=== What this task involves ===
Scan the records below for the line containing "Task: each <instance>" and the line containing "97L287 116L303 109L309". Copy both, plus every line between, exactly.

=== Stored data entries ===
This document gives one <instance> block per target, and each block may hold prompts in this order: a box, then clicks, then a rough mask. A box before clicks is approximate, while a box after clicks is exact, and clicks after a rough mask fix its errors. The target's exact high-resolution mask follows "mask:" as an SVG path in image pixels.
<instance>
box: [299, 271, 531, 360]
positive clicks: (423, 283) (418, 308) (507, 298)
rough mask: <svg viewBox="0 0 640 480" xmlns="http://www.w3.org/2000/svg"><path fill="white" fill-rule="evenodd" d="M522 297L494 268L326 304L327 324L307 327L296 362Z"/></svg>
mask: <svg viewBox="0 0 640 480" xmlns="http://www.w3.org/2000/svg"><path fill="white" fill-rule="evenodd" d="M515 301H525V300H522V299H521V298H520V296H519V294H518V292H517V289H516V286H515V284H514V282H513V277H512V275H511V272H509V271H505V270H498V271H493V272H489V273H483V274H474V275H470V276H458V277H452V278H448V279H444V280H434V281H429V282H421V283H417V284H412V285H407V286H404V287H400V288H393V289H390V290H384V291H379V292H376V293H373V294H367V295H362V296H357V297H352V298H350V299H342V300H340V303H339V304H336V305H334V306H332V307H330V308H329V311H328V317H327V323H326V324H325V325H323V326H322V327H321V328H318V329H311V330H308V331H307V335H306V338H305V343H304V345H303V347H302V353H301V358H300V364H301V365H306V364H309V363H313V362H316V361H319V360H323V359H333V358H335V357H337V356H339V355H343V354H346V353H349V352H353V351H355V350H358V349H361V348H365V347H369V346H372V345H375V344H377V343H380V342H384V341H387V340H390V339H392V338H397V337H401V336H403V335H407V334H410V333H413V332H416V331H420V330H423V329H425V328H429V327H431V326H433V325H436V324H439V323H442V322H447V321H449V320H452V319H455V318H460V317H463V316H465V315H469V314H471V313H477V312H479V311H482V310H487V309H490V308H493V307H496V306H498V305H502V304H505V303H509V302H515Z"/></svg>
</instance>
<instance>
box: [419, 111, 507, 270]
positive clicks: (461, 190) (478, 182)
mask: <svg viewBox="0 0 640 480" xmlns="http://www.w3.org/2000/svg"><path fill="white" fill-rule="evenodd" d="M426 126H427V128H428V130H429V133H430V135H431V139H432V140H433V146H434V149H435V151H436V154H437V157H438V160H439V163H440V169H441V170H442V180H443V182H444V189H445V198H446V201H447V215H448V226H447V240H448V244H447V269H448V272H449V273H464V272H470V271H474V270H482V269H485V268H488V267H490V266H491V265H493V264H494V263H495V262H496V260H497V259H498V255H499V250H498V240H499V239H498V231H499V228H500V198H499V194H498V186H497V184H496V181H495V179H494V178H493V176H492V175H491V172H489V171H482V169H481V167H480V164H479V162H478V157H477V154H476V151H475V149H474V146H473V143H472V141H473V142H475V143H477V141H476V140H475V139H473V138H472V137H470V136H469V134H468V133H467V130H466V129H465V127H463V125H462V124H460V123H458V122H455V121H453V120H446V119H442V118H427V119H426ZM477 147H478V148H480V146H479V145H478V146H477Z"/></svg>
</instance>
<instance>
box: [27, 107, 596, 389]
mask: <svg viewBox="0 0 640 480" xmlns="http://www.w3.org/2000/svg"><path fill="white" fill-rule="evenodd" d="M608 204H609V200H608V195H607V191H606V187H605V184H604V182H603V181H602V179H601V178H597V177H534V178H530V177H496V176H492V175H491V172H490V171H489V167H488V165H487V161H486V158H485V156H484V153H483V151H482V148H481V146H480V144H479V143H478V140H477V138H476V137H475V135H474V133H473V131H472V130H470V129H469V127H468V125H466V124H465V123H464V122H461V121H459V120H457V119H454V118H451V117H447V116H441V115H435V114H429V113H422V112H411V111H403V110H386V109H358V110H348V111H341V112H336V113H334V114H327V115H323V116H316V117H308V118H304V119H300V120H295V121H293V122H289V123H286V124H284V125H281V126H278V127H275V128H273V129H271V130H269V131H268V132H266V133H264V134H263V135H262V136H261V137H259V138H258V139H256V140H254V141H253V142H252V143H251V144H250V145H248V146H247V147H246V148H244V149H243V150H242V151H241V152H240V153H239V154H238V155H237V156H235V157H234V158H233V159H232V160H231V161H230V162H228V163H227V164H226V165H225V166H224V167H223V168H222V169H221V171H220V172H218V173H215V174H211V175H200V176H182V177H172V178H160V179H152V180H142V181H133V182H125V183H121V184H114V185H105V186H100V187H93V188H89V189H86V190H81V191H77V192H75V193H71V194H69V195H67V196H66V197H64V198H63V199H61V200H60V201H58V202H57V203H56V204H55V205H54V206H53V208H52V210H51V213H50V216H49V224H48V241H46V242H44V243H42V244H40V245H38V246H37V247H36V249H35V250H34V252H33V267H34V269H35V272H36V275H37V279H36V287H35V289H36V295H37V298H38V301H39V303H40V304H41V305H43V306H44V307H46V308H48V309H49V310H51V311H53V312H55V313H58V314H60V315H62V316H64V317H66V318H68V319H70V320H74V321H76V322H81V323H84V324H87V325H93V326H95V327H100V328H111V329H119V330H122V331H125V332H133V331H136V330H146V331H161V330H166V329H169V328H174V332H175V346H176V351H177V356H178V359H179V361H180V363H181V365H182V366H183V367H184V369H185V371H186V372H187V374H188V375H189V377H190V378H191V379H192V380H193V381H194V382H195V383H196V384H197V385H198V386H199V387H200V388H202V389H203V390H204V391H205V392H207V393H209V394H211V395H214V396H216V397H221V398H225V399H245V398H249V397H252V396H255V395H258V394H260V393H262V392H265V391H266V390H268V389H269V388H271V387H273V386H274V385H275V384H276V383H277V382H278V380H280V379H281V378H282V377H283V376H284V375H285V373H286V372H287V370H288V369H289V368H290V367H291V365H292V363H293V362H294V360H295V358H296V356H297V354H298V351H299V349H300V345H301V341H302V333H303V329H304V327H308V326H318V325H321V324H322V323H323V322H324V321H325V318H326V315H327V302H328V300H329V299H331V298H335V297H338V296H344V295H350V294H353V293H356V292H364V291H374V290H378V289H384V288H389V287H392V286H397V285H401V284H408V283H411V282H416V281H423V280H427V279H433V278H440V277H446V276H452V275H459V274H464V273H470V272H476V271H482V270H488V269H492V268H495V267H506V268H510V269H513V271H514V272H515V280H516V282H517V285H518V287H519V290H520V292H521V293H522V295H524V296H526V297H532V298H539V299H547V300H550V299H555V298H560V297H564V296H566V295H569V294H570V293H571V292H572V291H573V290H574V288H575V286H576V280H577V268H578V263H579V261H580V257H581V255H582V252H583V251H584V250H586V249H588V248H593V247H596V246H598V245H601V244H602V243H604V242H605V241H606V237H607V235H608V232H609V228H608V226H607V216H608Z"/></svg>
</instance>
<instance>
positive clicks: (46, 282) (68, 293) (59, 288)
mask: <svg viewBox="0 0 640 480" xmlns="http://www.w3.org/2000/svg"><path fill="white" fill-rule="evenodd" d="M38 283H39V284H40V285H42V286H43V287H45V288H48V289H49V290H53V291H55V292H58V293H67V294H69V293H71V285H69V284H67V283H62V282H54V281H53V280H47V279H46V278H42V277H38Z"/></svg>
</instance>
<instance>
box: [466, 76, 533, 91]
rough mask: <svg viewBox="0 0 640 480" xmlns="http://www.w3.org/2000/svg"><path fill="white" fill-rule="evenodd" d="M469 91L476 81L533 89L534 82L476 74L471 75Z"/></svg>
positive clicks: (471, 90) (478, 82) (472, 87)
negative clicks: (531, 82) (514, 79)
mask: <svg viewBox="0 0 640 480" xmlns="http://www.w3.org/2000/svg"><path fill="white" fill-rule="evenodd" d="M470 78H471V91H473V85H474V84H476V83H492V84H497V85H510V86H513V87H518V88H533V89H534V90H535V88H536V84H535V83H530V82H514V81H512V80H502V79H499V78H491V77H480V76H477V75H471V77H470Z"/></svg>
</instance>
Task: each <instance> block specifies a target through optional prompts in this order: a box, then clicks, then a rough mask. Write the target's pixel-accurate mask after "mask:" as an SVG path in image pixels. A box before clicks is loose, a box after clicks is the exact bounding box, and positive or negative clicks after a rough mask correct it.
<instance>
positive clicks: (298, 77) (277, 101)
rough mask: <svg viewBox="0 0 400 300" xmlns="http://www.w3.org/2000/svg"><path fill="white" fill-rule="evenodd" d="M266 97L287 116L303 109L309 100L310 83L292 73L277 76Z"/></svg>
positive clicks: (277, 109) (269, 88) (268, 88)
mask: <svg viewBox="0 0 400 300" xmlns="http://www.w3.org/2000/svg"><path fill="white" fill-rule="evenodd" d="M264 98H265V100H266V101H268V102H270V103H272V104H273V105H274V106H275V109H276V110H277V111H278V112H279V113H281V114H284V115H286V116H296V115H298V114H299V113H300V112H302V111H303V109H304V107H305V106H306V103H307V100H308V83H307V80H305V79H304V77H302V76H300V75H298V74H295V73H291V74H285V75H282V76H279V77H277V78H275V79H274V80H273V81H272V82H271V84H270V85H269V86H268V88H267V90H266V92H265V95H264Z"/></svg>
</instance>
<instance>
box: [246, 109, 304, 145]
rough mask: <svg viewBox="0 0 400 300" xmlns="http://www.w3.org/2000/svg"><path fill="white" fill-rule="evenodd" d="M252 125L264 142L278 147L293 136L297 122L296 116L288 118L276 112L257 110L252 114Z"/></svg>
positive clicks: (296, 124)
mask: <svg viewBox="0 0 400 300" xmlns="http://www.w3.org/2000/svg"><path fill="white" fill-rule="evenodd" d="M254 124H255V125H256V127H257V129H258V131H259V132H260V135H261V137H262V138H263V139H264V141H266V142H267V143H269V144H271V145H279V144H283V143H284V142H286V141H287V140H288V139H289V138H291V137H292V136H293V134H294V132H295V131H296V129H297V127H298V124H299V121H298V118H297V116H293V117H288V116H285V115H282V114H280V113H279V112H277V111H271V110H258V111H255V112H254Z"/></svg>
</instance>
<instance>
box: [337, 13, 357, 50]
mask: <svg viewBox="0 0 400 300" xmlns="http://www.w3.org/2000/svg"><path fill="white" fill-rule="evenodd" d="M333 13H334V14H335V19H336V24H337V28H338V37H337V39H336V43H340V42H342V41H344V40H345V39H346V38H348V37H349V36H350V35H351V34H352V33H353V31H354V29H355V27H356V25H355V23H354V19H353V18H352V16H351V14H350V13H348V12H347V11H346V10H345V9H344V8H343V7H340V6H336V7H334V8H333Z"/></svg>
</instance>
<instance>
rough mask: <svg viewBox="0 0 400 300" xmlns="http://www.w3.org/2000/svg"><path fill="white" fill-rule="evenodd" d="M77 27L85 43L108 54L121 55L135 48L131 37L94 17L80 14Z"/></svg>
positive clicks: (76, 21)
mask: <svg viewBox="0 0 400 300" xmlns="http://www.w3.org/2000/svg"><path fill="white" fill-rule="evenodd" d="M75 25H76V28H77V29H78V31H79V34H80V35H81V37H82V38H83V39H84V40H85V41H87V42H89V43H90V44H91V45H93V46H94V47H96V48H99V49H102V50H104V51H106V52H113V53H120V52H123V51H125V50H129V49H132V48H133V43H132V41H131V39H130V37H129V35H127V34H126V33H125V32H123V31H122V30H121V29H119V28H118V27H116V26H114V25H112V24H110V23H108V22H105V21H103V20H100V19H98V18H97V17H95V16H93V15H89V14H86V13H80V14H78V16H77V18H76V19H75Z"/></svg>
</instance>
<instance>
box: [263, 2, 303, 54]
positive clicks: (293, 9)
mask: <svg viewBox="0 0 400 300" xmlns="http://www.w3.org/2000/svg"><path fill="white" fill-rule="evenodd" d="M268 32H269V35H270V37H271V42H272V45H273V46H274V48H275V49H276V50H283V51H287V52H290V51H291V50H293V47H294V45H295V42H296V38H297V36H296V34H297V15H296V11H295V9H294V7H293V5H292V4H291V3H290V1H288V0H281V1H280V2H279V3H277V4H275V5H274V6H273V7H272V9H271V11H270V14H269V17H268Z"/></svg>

=== Result ===
Task: each <instance> block specifies a target through optional prompts in this order: a box, then clicks, then a rough mask. Write the target's pixel-accurate mask after "mask:" as an SVG path in image pixels. A box before clicks is loose, a box after clicks is the exact bounding box, and positive or negative clicks after a rough mask correct it.
<instance>
positive clicks: (298, 77) (277, 101)
rough mask: <svg viewBox="0 0 400 300" xmlns="http://www.w3.org/2000/svg"><path fill="white" fill-rule="evenodd" d="M266 97L287 116L303 109L309 100L310 83L292 73L277 76Z"/></svg>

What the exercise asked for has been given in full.